--- start of GIVEN INFORMATION ---

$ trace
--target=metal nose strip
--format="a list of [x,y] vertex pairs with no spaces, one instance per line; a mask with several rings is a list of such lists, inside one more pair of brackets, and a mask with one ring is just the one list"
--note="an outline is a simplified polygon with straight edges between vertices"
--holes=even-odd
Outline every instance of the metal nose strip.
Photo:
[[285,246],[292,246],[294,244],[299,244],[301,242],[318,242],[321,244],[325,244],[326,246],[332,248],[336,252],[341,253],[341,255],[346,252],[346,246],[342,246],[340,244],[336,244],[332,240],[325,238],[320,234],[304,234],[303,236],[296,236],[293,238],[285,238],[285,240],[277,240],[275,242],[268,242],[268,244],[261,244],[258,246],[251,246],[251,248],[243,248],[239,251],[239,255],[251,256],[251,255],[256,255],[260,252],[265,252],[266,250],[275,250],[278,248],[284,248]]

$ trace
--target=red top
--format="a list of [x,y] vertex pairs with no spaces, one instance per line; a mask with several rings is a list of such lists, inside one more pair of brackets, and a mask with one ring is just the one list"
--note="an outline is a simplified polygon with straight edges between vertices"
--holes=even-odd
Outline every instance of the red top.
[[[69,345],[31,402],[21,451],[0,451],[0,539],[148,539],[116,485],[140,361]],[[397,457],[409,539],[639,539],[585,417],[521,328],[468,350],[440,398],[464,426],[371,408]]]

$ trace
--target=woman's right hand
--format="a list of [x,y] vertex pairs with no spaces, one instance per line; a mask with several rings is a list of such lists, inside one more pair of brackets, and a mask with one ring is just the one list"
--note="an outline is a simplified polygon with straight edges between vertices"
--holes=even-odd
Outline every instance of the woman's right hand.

--- end of GIVEN INFORMATION ---

DIRECTIONS FOR THIS TASK: Please write out all of the records above again, substituting "coordinate pairs" for every occurrence of "vertex pairs" and keeping everything else the same.

PROBLEM SOLUTION:
$ trace
--target=metal nose strip
--format="a list of [x,y] coordinate pairs with no spaces, one instance per line; a mask with several rings is a list of such lists, inside one more pair of brackets, and a mask with one ring is just the one list"
--note="an outline is a simplified polygon with straight edges between vertices"
--holes=even-odd
Outline every instance of the metal nose strip.
Photo:
[[285,246],[292,246],[294,244],[299,244],[301,242],[318,242],[321,244],[325,244],[326,246],[332,248],[336,252],[341,253],[341,255],[346,252],[346,246],[342,246],[340,244],[336,244],[332,240],[325,238],[320,234],[304,234],[303,236],[296,236],[293,238],[285,238],[285,240],[277,240],[275,242],[268,242],[268,244],[261,244],[258,246],[251,246],[251,248],[243,248],[239,251],[239,255],[251,256],[251,255],[256,255],[260,252],[265,252],[266,250],[275,250],[278,248],[284,248]]

$ trace
--target=red top
--format="a list of [x,y] coordinate pairs with no spaces, one instance per line; a mask with several rings is a list of such lists, inside one more pair of brackets, and a mask with one ring is just the one list"
--note="an outline is a simplified polygon with straight edges between vertices"
--holes=even-odd
Outline every instance of the red top.
[[[69,345],[31,402],[21,451],[0,451],[0,539],[148,539],[116,485],[140,361]],[[397,457],[409,539],[639,539],[585,417],[521,328],[468,350],[440,398],[464,426],[371,408]]]

$ trace
--target=woman's right hand
--format="a list of [x,y] coordinate pairs with no spaces, one instance per line; a mask with several rings is a list of such lists, inside one more pair of brackets, and a mask with one ring is just the one list"
--note="an outline is a simplified polygon with straight edges between vertices"
--holes=even-odd
Outline every instance of the woman's right hand.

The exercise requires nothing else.